▶ _Exercise 1_
Pull out each line of the listing that contains the string "swimmer".

Back to LeadersIdeology Liberal democracy, Keynesian economics, New Deal progressivism Fate Died in Warm Springs, Georgia, on April 12, 1945, months before the war ended
United States · 1933–1945
Franklin D. Roosevelt
1882–1945
Biography
Franklin Delano Roosevelt was born in 1882 in Hyde Park, New York. Elected president in 1932 at the depths of the Great Depression, he launched the New Deal, restructuring American economics and restoring confidence to millions.
Despite being paralyzed by polio in 1921, Roosevelt remained a master politician. While America officially maintained neutrality, he quietly supported the British war effort through Lend-Lease in 1941, before formally bringing the United States into the war following the Japanese attack on Pearl Harbor in December 1941.

▶ _Record excerpts_
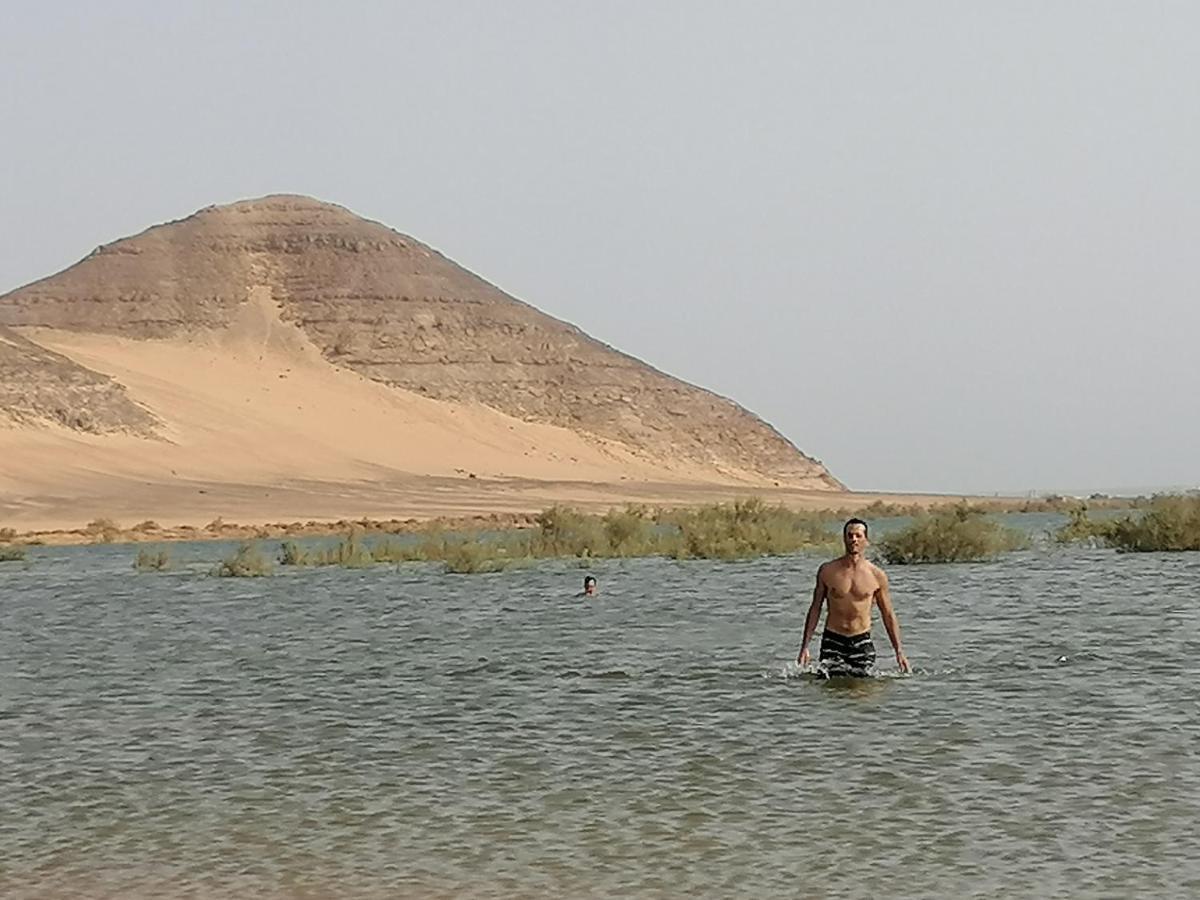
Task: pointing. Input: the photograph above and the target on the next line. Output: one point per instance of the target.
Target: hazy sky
(941, 246)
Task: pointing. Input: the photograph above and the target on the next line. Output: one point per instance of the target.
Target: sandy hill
(286, 340)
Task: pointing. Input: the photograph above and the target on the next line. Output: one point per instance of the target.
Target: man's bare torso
(850, 592)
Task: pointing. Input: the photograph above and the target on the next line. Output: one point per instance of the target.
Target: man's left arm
(883, 600)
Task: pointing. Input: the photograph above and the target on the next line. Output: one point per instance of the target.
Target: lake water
(397, 732)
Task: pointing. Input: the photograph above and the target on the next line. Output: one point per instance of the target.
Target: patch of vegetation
(292, 555)
(150, 561)
(1083, 529)
(744, 529)
(11, 555)
(959, 534)
(247, 562)
(1169, 523)
(105, 531)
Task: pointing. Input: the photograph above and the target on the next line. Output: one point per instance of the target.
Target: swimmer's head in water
(853, 535)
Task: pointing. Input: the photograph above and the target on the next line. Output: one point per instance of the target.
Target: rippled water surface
(401, 732)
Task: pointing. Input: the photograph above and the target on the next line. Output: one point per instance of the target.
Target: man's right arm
(813, 618)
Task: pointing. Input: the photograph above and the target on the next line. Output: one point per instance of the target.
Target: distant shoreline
(253, 513)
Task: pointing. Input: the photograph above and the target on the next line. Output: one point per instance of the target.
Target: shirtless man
(851, 585)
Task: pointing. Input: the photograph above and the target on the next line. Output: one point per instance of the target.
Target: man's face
(856, 538)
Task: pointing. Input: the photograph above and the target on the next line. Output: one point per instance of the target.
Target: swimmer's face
(855, 538)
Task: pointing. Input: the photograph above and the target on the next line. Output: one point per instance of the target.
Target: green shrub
(292, 555)
(246, 563)
(351, 553)
(151, 561)
(1170, 523)
(103, 531)
(743, 529)
(951, 535)
(1081, 529)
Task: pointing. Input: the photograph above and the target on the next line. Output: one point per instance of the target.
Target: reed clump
(247, 562)
(959, 534)
(1083, 529)
(103, 531)
(11, 553)
(151, 561)
(1169, 523)
(744, 529)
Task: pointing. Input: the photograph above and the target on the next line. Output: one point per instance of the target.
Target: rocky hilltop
(377, 303)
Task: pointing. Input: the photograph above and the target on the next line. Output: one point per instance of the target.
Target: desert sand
(258, 427)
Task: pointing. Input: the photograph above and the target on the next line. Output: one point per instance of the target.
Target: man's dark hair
(867, 528)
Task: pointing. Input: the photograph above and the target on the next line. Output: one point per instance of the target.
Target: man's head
(853, 535)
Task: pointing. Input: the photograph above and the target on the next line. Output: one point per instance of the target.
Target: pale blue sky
(942, 246)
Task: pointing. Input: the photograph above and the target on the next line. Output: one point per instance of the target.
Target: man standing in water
(851, 585)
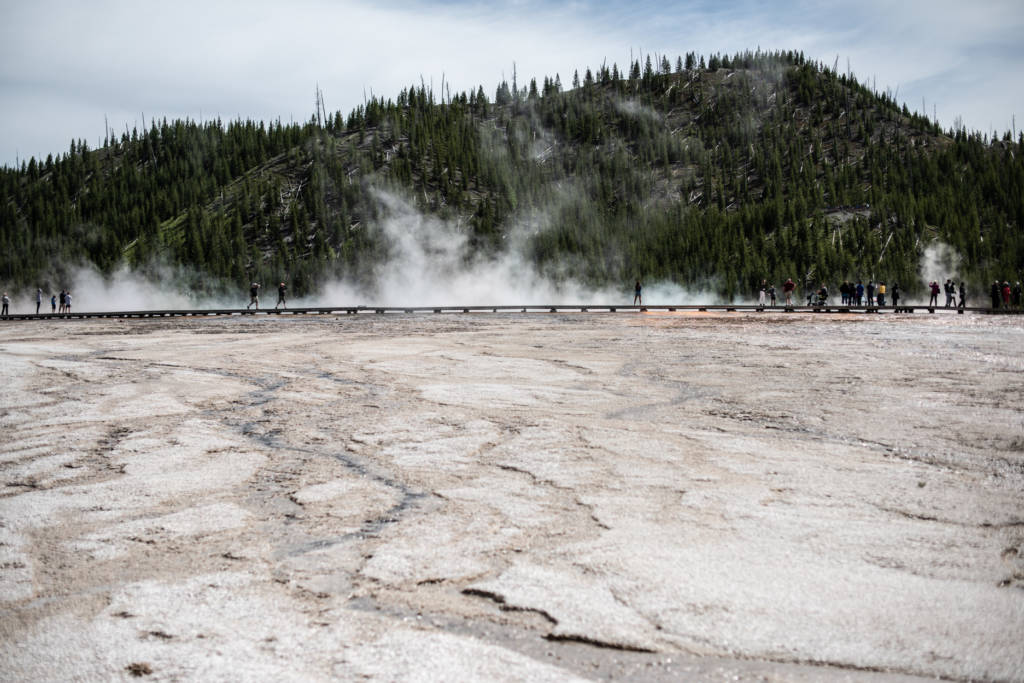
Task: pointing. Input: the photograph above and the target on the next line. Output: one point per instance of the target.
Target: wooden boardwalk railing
(549, 308)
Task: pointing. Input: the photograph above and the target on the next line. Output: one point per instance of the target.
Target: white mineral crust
(513, 497)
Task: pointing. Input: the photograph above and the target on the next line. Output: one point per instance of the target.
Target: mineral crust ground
(557, 497)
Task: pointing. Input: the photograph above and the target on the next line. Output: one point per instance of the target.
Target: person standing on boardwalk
(253, 296)
(281, 295)
(788, 287)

▶ _Exercise 2_
Using the Roosevelt biography, say whether each statement agrees with it: (a) Roosevelt was born in Hyde Park, New York; (b) Roosevelt supported Britain through Lend-Lease only after the United States formally entered the war; (c) Roosevelt died after the war ended. Answer yes or no for each and quote the deciding words.

▶ _Task response 1_
Target: swimmer's head in water
Target: swimmer's face

▶ _Task response 2_
(a) Yes: "born in 1882 in Hyde Park, New York"
(b) No: "he quietly supported the British war effort through Lend-Lease in 1941, before formally bringing the United States into the war"
(c) No: "months before the war ended"